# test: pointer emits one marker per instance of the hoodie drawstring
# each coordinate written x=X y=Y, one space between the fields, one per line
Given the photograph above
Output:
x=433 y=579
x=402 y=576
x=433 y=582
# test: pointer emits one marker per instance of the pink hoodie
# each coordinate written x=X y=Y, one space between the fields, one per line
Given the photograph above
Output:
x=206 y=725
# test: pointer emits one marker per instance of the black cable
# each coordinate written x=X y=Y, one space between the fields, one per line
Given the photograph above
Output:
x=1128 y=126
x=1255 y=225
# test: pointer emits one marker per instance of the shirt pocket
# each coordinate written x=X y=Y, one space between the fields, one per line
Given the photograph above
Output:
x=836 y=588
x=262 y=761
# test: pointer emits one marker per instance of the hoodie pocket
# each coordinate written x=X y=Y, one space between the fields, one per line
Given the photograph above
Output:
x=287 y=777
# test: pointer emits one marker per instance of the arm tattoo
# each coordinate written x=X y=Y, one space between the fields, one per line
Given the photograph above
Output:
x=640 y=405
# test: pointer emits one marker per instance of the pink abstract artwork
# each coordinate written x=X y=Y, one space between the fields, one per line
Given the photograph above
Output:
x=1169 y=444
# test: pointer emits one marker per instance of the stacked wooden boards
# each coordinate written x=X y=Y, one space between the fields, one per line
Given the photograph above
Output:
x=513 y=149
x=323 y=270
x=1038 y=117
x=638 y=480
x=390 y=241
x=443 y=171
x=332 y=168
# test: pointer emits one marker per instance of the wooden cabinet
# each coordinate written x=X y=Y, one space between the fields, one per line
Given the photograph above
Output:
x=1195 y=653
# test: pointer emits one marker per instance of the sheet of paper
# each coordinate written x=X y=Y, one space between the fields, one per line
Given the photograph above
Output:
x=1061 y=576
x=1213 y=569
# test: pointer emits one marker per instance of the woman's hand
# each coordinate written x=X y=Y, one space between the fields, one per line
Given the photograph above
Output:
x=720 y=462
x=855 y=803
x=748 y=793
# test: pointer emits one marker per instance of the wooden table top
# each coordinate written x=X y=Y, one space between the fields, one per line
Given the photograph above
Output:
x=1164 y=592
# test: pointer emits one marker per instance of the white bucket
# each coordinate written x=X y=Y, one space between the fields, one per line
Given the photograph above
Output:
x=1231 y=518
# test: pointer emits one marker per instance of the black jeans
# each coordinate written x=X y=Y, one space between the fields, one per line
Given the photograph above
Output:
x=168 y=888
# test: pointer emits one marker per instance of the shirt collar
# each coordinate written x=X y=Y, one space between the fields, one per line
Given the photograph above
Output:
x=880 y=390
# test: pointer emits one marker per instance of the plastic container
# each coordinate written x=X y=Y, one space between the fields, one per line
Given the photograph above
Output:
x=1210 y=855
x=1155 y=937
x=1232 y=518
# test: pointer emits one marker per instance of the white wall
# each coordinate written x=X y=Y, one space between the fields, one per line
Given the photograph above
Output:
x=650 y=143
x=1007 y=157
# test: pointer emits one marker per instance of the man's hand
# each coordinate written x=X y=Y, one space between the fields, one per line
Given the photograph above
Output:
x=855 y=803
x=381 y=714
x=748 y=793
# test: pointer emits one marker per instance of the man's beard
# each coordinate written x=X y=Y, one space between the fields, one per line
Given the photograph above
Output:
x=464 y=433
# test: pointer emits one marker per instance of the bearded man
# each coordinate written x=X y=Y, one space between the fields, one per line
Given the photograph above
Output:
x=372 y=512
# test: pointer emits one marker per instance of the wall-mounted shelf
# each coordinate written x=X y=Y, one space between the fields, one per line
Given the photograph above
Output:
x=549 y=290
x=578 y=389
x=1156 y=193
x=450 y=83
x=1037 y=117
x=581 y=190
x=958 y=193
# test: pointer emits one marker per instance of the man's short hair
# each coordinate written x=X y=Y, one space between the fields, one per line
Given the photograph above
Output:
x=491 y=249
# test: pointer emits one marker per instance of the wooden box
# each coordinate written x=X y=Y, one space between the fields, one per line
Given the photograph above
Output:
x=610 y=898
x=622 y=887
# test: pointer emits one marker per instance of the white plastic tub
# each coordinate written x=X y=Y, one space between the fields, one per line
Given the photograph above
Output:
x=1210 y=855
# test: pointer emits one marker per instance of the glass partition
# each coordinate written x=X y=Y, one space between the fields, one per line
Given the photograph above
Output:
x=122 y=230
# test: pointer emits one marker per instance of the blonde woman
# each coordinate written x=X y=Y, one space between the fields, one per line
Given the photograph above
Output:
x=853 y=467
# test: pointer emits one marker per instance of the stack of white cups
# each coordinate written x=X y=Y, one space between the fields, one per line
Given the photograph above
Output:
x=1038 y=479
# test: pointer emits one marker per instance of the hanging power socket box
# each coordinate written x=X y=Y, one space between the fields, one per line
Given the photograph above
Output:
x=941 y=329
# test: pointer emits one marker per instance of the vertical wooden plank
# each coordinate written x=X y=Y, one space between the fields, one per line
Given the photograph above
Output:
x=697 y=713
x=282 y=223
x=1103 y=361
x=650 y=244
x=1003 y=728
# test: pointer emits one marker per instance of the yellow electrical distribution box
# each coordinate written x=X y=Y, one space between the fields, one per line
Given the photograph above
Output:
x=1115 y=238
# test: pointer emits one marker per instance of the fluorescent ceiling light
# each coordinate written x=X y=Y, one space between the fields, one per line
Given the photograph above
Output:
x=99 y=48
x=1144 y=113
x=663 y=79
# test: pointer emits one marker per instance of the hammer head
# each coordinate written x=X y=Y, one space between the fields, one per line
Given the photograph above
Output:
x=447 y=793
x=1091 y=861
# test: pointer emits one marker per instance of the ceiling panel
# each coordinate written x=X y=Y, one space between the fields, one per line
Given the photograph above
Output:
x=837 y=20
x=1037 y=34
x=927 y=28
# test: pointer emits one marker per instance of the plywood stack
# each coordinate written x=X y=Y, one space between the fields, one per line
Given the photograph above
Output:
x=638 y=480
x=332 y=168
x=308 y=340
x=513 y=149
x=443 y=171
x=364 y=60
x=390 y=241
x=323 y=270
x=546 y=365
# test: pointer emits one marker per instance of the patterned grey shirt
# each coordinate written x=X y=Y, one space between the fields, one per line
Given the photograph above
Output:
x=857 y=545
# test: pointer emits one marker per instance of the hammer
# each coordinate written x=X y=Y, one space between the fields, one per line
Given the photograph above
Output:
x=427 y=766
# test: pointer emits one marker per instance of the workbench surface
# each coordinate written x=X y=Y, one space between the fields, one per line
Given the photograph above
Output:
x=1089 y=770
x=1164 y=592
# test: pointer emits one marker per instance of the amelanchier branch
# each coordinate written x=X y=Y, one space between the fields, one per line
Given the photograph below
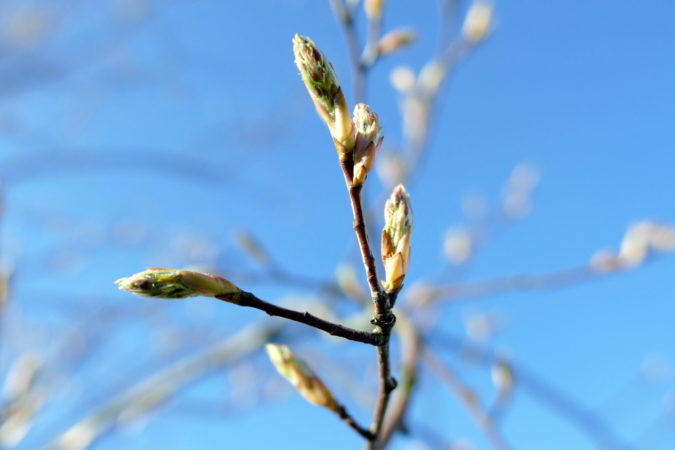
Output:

——

# Set exercise:
Copy the records above word for word, from the line containing "# test: pointer emits one marker per instance of the glass" up to and including the line containing "x=941 y=329".

# Correct response:
# test: pointer emits one marker per instance of the glass partition
# each coordinate written x=X y=Y, one space between the fields, one per line
Given the photograph above
Output:
x=122 y=230
# test: pointer emits one marker per instance of the blonde woman
# each coordinate written x=X y=Y, one space between the fields, one per line
Given the photograph above
Output:
x=853 y=467
# test: pointer emits one marker per instance of the stack of white cups
# each coordinate written x=X y=Y, one space between the fields, one per line
Given the photograph above
Output:
x=1038 y=479
# test: pointer emits one marker per instance of the hanging power socket box
# each coordinate written x=X y=Y, one space between the fields, one per line
Given the photograph above
Output:
x=941 y=329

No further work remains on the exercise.